● **Zu erledigende Aufgaben**
[1] Gib jeden Punkt aus dem Forumstext, der mit einem Spiegelstrich beginnt, vollständig und wörtlich wieder.
[2] Drucke die Zeilen, die auf den Forumstext folgen, unverändert ab. Beginne mit der ersten dieser Zeilen und ende mit der Zeile, die „column 261, row 180“ enthält.

● **Vorgegebener Text**
◇ ◇ ◇

# Teichwanne oder Teichfolie für Ahnungslose



## sagesse (15. Apr. 2008)

Hallo Wassermenschen,

nun hat es mich doch gepackt: Ich möchte nach unserem niedlichen Balkonteich (die Pflanzen sind bereits recht fröhlich) einen Mini-Gartenteich anlegen.

Der Garten gehört nicht mir allein, ich muss also bei der Grösse Kompromisse machen. Dabei dachte ich an etwas über 1m x über 2m Aussenmaße mit verhältnismässig großer Sumpfzone und nicht sehr oder nur auf einer Seite steil abfallenden Wänden, d.h. der Teich wird wohl nicht sehr tief, vielleicht nur 50 bis 60 cm höchstens?, aber in der Mitte sollte eine kleine Seerose zufrieden sein. Der Teich hätte im Sommer den halben Tag Sonne, im Winter sehr wenig.
Unser Pfützchen sollte sich nach liebevoller Bepflanzung mit einheimischem Kraut möglichst unkompliziert und naturnah entwickeln. Fische sollen nicht rein, meine Katze kriegt Fertigfutter.

Neben 1000 anderen Fragen (wie ich bereits anderswo schrieb, habe ich keine Ahnung, bin aber lernfähig und mein Daumen ist recht grün):

- Könnt ihr eine Fertigwanne empfehlen (vielleicht eine konkrete Firma oder ist das zuviel Werbung?) , die eine schöne Sumpfzone relativ zur Größe hat? Bei  meiner Internetsuche fand ich, dass viele sehr steil sind, sicher damit sie eine möglichst große tiefere Zone hinkriegen.
- Wo kann ich mich in Berlin und naher Umgebung möglichst gut beraten lassen und kaufe nicht zu teuer?
- Ich traue mich nicht an einen Folienteich heran, der erscheint mir für Anfänger doch als Überforderung - ist das so? Gibt es vielleicht Bauanleitungen für Idioten und Vorschläge für ein Profil im Schnittbild?
- Welche Teichart ist mechanisch robuster, wenn Kinder z. B. pubertätsbedingt reinfallen....
- Bleibt so ein Teichlein überhaupt im Gleichgewicht oder braucht er Technik?
- Gibt es eine Mückeninvasion ohne Fische, muss das Wasser bewegt, gepumpt, gesprudelt werden?

Vielen Dank im voraus

Gruß Doro


----------



## Kolja (15. Apr. 2008)

*AW: Teichwanne oder Teichfolie für Ahnungslose*

Hallo Doro,

erstmal herzlich Willkommen hier. 

Ich hatte bisher ein Fertigbecken ca. 400 l. Da muss ich sagen, es macht weder Spaß es einzubauen noch es hinterher wie kürzlich für meine Erweiterung wieder auszubauen. Durch die vorgegebene Form muss man doch ein ziemlich exates Loch graben und die Zwischenräume mit Sand stopfen und einschlämmen.

◇ ◇ ◇

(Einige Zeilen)
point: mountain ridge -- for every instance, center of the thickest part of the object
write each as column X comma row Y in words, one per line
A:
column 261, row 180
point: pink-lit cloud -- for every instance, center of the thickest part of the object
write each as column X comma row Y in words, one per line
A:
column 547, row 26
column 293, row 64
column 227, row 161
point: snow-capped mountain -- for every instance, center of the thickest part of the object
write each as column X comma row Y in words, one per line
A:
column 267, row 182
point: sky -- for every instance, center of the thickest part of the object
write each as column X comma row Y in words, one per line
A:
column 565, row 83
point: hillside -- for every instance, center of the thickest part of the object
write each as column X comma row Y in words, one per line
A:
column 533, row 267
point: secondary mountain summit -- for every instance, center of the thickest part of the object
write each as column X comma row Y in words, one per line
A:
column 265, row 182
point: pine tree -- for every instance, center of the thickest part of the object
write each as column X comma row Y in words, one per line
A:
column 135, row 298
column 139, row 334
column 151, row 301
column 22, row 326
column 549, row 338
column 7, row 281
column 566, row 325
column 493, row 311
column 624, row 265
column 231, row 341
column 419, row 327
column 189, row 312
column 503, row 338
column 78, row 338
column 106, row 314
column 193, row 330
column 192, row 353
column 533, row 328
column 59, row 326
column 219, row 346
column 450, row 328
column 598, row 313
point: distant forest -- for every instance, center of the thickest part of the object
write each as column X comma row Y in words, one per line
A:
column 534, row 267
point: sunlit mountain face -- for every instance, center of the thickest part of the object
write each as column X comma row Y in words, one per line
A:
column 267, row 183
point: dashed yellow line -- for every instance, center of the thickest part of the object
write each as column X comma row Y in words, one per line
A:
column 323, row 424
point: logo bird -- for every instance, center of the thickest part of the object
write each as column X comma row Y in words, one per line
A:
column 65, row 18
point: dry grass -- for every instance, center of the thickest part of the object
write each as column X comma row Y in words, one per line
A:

◇ ◇ ◇

● **Lösungen im Überblick**
[1]
- Könnt ihr eine Fertigwanne empfehlen (vielleicht eine konkrete Firma oder ist das zuviel Werbung?) , die eine schöne Sumpfzone relativ zur Größe hat? Bei  meiner Internetsuche fand ich, dass viele sehr steil sind, sicher damit sie eine möglichst große tiefere Zone hinkriegen.
- Wo kann ich mich in Berlin und naher Umgebung möglichst gut beraten lassen und kaufe nicht zu teuer?
- Ich traue mich nicht an einen Folienteich heran, der erscheint mir für Anfänger doch als Überforderung - ist das so? Gibt es vielleicht Bauanleitungen für Idioten und Vorschläge für ein Profil im Schnittbild?
- Welche Teichart ist mechanisch robuster, wenn Kinder z. B. pubertätsbedingt reinfallen....
- Bleibt so ein Teichlein überhaupt im Gleichgewicht oder braucht er Technik?
- Gibt es eine Mückeninvasion ohne Fische, muss das Wasser bewegt, gepumpt, gesprudelt werden?

[2]
point: mountain ridge -- for every instance, center of the thickest part of the object
write each as column X comma row Y in words, one per line
A:
column 261, row 180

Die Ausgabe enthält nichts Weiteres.